* AIM OF THE EXERCISE: Copy out exactly the lines from the one containing "For each instance of the dried" to the end of the records below, both included, and nothing else.
— start ENTRIES SHOWN —
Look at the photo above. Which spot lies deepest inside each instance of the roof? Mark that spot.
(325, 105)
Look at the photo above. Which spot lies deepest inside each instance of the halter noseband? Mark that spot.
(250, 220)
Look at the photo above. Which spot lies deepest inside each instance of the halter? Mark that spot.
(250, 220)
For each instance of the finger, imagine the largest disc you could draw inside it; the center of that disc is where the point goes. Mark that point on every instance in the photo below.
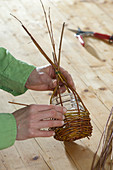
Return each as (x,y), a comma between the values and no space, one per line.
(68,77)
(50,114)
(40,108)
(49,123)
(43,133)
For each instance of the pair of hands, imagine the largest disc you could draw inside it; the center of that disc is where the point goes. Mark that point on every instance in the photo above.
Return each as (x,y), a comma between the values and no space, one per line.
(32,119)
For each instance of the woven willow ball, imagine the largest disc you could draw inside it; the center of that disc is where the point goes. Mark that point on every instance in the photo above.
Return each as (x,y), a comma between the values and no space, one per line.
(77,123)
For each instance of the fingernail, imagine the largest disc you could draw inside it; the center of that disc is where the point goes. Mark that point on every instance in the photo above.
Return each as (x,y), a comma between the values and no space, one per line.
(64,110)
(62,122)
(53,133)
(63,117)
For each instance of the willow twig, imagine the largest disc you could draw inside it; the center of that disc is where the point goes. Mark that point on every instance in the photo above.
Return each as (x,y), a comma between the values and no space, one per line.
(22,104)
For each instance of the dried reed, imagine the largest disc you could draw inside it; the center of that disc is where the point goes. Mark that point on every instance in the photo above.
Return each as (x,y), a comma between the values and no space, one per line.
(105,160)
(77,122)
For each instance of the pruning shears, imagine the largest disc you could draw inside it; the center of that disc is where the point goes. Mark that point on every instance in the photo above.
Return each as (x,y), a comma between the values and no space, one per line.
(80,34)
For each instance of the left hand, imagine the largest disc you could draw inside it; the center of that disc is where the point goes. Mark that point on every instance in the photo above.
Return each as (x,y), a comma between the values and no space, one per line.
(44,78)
— end ENTRIES SHOWN —
* SOLUTION FOR THIS TASK:
For each instance of the dried reed, imagine the largest disc you could draw inside it; the center of that disc is where the point goes. Mark that point on every instance in the photo above.
Return each as (x,y), a comma between the values and no space, one per line.
(105,160)
(77,122)
For each instance of the pruning shears, imagine the largest disc you could draw inside it; the center of that disc is where the point goes. Mark that point on every instance in the photo above.
Return each as (x,y), a comma between the values and no space, one per line.
(80,34)
For each instance of the left hand, imagine the largest disc you could draw inside it; the center of that disc is where the point goes. Mark that point on every instance in the photo above.
Return each as (x,y), a comma between the values and no space, one per line.
(44,78)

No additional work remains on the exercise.